* Fragment tekstu:

<<<<

I Strona główna I Wiadomości I Kultura I Sport I Pogoda I Turystyka I Narty I Kościół I

I Radio Alex I Głos Ameryki I Z peryskopu... I DH Zakopane I Telefony I Apteki I

I Reklama I Ogłoszenia I Muzyka I Video I Galeria I Archiwum I O Watrze I
HAGAN Hruby Regiel Ski-Tour Extreme,
czyli śladami Mariusza Zaruskiego...

(16.02.2005) Wojciech Szatkowski relacjonuje: "Hruby Regiel to wybitny szczyt reglowy (stąd nazwa Hruby - W.S), rozdzielający Doliny Miętusią i Kościeliską. Pierwszego wejścia na nartach dokonał nań Mariusz Zaruski. Dwa dni spędzone na nartach tourowych na tej górze były dla mnie bardzo udane. Po pierwsze pogoda, pierwszego dnia słońce, mimo warszawskich ferii, które co roku przyzwyczajają nas do beznadziei, wyjrzało zza chmur i zalało dosłownie Tatry. A widok z Hrubego Regla należy do wyjątkowo pięknych (patrz fotki), ponadto pokrywa śnieżna na Hrubym Reglu jest w tym roku niespotykana i pozwala się wyszaleć do woli. Drugiego dnia z przyjacielem też pozostawiliśmy na stokach Hrubego „wściekłe węże”, czyli ślady naszych nart.
Pierwszego dnia przy dość dużym mrozie ok. 8.45 przypinam foki do swoich „Haganów” i startuję do pierwszego wejścia na Hruby. Podejście na Przysłop, po tych wszystkich stanach grypowych i przedgrypowych, które mnie do końca nie ominęły, nie jest moim życiowym, ale słońce wywołuje za to dobry nastrój. Na Przysłopie Miętusim roziskrzony śnieg aż zaprasza do paru skrętów. Po paru fotkach idę jednak dalej, ale co chwilę zatrzymuję się, by wykonać kolejne ujęcia. Jest coraz cieplej i idzie się wreszcie znakomicie. Serduszko bije miarowo w rytmie cha, cha, cha i pochłaniam kolejne metry podejścia. Przed Jaworzyną Miętusią skręcam w prawo i pnę się w górę.

>>>>

* Treść zadania: Proszę przedstawić w formie krótkiej listy akapit relacji o Hrubym Reglu zaczynający się od słów „Pierwszego dnia przy dość dużym mrozie”, zachowując jego najważniejsze fakty. Wiersze nie są potrzebne do wykonania zadania.

* Zebrany materiał:
<<<<

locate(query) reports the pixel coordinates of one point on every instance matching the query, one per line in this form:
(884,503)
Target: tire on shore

>>>>

* Odpowiedź:
- Start około 8.45 przy dość dużym mrozie: foki przypięte do „Haganów”, pierwsze wejście na Hruby.
- Podejście na Przysłop idzie ciężko po niedawnych stanach grypowych i przedgrypowych, ale słońce poprawia nastrój.
- Na Przysłopie Miętusim roziskrzony śnieg zachęca do kilku skrętów; po drodze częste postoje na zdjęcia.
- Robi się coraz cieplej, marsz idzie znakomicie, a serce bije miarowo.
- Przed Jaworzyną Miętusią skręt w prawo i dalsze podejście w górę.